* _TASK REQUIREMENTS_
Print, unchanged, the stretch of lines that opens with the line containing "on the dirt" and closes with the line containing "point(312, 713)". Include both of those lines.

* _DATA SUPPLIED_
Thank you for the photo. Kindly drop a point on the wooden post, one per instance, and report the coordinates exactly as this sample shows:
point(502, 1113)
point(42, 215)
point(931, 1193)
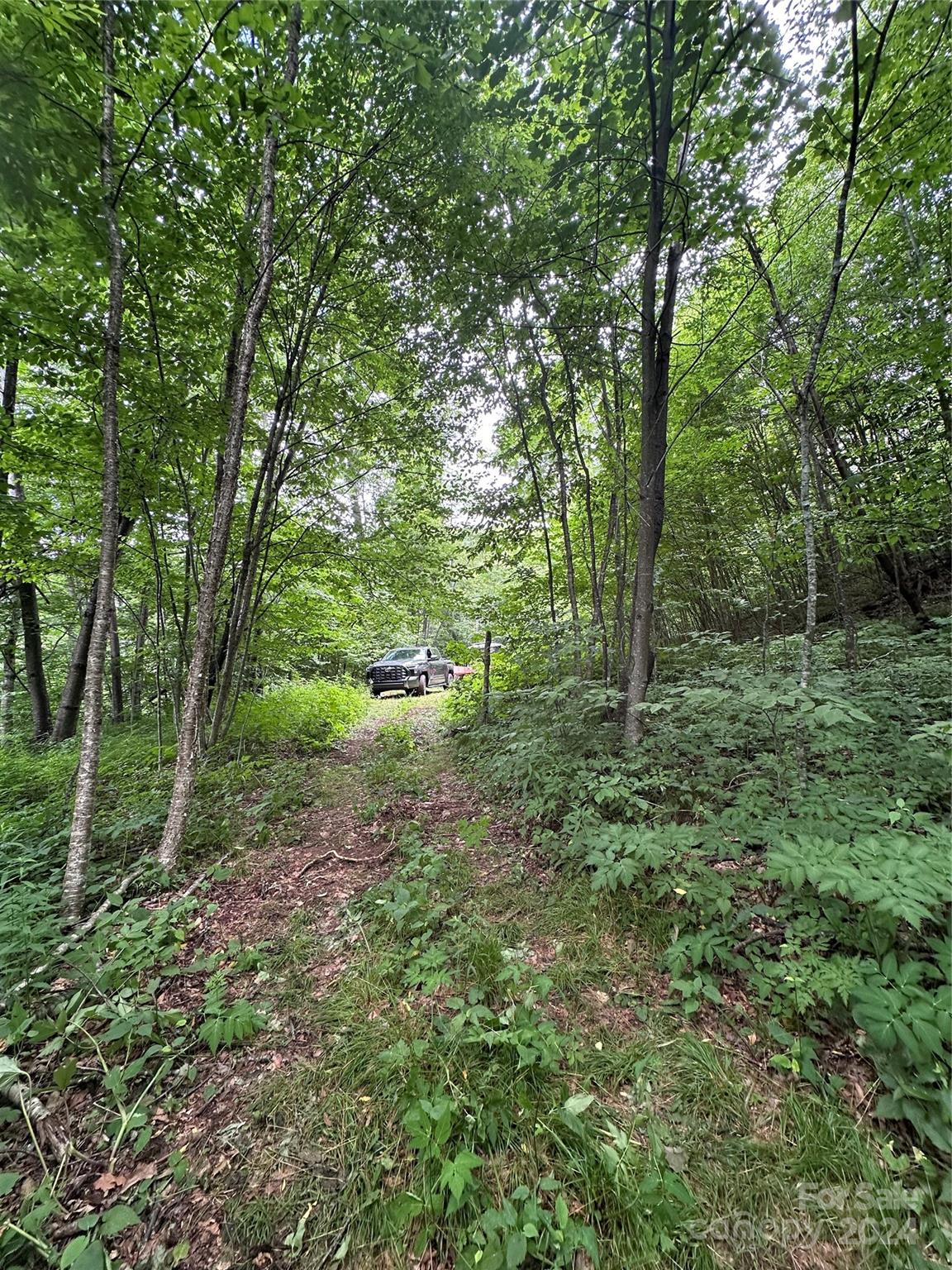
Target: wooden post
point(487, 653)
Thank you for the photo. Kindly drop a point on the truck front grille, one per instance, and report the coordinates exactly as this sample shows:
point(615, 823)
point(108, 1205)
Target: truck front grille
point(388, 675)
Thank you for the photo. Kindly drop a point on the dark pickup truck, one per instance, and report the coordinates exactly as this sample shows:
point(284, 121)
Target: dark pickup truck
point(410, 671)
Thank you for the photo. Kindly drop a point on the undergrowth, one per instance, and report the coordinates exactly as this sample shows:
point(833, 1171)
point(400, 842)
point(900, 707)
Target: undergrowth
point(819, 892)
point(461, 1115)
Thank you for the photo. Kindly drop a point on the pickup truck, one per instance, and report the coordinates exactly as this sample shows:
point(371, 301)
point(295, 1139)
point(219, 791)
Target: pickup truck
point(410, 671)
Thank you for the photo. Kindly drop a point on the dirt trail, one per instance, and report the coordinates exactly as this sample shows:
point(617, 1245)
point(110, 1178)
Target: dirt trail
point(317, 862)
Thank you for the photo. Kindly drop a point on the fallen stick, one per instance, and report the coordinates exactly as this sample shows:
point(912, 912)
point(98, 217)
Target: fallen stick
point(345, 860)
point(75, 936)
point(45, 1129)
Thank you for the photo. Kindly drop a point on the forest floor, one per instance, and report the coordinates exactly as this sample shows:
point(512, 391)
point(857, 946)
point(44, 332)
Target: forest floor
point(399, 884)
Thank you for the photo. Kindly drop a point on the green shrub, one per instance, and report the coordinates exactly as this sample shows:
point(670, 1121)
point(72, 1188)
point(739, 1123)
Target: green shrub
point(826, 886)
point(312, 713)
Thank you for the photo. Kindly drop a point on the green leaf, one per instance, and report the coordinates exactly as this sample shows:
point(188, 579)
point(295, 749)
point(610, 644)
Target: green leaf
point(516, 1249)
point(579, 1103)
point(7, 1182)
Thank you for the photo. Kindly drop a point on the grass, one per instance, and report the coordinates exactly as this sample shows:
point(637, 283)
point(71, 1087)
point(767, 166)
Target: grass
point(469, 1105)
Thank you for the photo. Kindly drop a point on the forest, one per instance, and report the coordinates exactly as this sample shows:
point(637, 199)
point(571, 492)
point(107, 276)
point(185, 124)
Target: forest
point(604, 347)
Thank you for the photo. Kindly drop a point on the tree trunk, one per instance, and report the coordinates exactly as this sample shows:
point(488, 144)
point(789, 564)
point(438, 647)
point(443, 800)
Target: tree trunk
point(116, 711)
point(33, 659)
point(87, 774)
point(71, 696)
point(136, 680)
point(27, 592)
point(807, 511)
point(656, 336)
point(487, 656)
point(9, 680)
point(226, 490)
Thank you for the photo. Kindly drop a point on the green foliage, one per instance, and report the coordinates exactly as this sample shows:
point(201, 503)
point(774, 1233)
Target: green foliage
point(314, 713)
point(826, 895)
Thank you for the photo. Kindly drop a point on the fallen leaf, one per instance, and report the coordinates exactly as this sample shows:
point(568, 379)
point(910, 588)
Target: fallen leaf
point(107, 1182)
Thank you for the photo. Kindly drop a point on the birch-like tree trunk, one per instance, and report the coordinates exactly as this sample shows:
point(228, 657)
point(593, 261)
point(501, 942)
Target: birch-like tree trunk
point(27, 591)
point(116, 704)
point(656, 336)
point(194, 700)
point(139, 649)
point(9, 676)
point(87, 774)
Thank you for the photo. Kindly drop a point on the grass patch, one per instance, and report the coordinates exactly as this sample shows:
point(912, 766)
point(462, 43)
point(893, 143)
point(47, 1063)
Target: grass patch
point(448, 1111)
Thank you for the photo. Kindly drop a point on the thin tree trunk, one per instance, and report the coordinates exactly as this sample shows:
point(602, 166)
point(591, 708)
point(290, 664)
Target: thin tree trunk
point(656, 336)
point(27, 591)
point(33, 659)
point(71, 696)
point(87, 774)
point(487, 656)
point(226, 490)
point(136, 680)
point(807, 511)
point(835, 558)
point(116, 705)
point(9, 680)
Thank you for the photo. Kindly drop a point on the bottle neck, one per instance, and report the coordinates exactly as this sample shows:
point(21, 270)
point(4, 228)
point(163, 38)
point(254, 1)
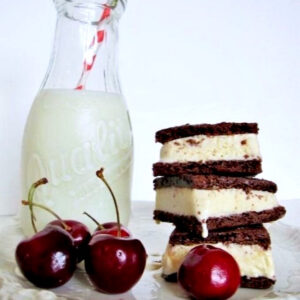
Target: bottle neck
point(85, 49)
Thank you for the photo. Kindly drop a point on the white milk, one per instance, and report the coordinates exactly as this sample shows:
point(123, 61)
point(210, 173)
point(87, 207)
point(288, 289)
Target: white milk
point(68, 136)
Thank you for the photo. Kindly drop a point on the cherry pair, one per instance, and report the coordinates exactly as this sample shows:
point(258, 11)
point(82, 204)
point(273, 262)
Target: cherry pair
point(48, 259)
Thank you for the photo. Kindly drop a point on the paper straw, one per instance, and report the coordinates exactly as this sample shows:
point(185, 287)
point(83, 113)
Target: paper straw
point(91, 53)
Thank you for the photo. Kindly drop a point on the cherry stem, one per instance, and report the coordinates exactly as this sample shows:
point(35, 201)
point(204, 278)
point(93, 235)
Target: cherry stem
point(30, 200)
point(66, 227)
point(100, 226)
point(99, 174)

...

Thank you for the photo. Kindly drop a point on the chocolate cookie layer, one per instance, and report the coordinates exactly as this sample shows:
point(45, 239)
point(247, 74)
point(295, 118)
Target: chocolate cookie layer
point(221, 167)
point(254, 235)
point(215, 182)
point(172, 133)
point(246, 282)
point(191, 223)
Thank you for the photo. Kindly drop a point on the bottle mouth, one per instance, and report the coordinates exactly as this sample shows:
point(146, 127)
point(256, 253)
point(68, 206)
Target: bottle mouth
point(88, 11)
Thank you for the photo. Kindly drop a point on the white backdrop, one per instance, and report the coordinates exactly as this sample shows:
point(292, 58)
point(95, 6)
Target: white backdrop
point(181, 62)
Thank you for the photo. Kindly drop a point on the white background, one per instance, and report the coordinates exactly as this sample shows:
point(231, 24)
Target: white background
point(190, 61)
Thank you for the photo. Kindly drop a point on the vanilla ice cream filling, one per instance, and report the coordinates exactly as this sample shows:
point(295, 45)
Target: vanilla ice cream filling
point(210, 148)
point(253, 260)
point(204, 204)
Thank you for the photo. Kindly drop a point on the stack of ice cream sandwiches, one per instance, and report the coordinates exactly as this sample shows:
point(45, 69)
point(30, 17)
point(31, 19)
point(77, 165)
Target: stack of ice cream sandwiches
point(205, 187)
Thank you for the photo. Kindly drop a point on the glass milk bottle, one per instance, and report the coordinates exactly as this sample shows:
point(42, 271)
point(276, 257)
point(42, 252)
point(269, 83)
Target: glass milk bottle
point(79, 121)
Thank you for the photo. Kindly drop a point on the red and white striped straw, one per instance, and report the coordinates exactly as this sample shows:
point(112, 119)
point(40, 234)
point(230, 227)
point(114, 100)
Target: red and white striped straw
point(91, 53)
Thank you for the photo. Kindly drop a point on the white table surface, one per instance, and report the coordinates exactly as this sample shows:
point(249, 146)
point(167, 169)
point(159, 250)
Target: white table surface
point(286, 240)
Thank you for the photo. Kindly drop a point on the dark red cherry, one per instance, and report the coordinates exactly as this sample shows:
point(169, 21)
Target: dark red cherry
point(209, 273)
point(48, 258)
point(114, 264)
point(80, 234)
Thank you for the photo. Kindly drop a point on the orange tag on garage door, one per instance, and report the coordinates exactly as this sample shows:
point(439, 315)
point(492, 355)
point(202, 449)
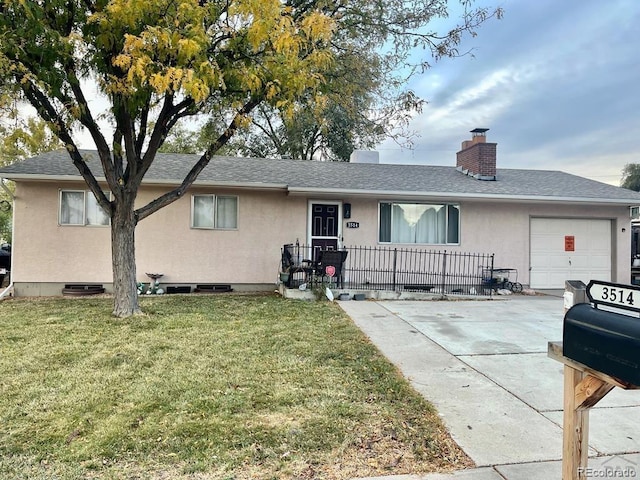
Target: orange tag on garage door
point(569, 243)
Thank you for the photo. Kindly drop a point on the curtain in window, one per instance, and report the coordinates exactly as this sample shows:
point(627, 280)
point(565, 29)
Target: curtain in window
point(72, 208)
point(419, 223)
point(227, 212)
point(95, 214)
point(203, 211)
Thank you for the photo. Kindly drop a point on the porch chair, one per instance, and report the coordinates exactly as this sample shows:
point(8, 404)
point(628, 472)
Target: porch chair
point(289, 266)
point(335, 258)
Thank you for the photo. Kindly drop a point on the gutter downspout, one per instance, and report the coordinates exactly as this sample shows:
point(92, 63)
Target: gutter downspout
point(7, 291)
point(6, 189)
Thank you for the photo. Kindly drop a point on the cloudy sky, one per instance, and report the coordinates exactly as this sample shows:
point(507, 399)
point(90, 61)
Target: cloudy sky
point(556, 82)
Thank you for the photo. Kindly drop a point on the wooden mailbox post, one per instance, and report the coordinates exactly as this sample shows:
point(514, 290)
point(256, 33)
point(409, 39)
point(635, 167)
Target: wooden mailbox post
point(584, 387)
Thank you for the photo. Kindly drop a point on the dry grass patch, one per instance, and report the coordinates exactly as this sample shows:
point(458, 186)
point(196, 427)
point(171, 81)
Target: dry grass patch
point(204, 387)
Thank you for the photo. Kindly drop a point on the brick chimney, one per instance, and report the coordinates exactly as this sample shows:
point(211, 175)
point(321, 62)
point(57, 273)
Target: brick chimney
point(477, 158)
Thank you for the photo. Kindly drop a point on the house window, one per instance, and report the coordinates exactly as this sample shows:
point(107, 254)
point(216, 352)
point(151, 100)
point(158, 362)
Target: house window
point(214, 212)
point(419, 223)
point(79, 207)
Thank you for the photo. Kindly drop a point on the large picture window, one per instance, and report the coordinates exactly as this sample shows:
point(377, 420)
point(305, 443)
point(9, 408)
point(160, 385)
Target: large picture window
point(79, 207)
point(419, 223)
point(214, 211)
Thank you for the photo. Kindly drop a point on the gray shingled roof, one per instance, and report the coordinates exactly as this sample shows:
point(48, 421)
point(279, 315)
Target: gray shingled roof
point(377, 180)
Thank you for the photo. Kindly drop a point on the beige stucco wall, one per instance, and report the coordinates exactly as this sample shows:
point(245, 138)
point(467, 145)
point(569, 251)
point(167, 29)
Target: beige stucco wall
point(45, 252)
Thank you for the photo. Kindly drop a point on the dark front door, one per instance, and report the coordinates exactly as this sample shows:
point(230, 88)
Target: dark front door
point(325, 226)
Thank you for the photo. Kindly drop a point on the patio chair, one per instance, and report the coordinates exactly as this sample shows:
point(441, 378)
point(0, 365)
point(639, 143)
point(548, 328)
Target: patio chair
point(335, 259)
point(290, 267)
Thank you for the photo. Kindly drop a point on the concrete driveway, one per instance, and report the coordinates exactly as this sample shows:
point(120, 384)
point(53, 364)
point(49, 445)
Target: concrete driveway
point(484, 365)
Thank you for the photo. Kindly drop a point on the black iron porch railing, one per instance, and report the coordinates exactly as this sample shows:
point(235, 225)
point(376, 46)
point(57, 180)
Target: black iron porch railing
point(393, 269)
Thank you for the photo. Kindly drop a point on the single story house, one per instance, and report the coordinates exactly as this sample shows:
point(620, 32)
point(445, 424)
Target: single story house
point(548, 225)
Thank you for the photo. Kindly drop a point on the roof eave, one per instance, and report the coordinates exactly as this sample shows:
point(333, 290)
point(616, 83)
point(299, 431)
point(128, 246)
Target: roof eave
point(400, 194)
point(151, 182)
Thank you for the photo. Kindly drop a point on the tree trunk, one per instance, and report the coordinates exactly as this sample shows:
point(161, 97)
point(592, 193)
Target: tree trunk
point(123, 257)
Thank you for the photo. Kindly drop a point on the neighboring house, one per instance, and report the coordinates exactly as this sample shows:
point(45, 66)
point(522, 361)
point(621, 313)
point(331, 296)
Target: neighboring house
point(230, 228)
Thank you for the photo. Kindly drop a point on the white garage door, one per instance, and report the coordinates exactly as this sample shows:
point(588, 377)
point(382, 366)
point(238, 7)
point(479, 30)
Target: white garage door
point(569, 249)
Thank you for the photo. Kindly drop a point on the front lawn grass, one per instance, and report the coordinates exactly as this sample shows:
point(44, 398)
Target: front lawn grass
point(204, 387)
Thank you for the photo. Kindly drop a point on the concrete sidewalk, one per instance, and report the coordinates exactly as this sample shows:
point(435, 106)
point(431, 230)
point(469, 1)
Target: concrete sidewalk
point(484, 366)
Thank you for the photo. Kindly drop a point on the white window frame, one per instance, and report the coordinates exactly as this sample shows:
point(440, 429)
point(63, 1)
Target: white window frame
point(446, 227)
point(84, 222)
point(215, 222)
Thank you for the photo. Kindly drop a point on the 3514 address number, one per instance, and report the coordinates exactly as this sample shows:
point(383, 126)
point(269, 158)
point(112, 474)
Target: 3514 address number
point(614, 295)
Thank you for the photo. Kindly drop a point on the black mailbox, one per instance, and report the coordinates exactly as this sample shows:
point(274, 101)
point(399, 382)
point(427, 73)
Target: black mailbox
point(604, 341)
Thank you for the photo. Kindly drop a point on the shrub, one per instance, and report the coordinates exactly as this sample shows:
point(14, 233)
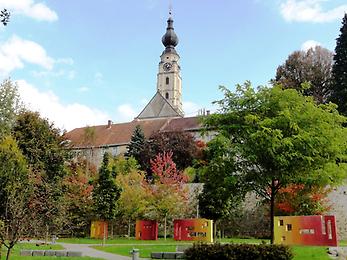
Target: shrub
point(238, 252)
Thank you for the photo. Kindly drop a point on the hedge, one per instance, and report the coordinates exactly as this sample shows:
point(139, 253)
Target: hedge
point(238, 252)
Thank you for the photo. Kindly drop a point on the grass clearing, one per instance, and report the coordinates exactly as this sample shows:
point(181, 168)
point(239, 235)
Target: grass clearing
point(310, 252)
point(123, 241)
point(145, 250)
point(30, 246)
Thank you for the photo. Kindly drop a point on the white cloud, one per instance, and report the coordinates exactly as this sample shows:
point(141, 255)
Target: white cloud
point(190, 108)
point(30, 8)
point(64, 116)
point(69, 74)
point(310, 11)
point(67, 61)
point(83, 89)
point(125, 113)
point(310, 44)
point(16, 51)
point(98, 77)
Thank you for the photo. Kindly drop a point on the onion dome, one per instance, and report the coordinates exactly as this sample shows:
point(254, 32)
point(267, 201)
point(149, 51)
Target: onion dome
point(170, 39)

---

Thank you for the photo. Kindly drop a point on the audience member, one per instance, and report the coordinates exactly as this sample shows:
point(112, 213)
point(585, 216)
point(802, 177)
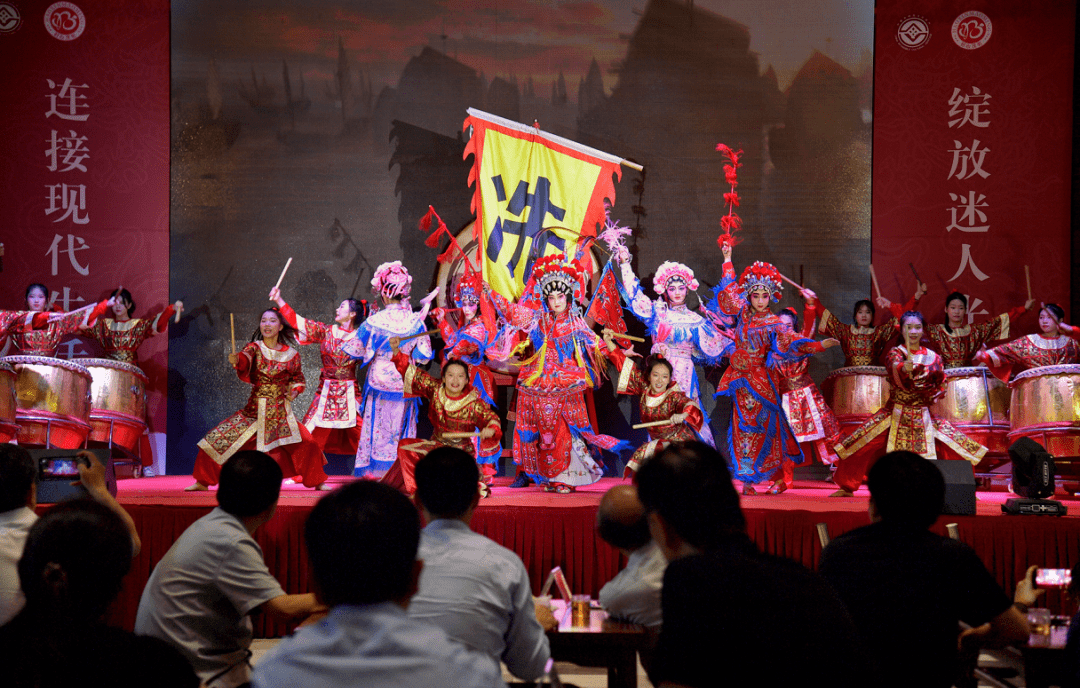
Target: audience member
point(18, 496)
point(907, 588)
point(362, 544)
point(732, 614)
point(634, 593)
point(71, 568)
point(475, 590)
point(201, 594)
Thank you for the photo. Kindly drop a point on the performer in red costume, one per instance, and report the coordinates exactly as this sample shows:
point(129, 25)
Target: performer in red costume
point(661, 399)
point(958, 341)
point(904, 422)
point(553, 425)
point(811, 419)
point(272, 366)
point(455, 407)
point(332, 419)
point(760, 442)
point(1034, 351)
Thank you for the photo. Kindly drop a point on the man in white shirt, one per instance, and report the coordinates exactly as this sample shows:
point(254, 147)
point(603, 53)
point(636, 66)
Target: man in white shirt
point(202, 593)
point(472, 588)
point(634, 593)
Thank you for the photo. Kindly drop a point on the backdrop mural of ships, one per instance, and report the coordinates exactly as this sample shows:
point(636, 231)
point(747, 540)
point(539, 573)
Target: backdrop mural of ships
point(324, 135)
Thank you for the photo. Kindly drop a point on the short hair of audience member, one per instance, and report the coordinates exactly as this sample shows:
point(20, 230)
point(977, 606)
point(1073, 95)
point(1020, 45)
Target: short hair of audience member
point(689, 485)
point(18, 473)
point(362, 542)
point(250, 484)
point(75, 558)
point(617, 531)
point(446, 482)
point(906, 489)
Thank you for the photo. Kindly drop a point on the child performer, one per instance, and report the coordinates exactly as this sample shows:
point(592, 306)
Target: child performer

* _REPLY TO THE EXERCISE_
Thank you for the photo. Kindly drop a point on the dirt trail, one per instance, and report the coordinates exactly as this sample shows:
point(617, 1245)
point(110, 1178)
Target: dirt trail
point(317, 862)
Thank you for the photo. Kindly drop a point on the fallen stick, one per instance, and report the coordinates exactly as this sample shows:
point(912, 912)
point(98, 217)
Target: fallen stick
point(345, 860)
point(75, 936)
point(45, 1129)
Thank you for the photo. Kindly drop a point on the forest floor, one per instance, and report the coordinates exactly as this sample shows:
point(512, 391)
point(857, 946)
point(44, 332)
Target: forest floor
point(399, 884)
Thank you for the photo. Kindly drop a point on the green shrub, one per instance, and report the coordinates exactly as this sample shows:
point(670, 1121)
point(72, 1188)
point(739, 1123)
Target: green shrub
point(826, 886)
point(312, 713)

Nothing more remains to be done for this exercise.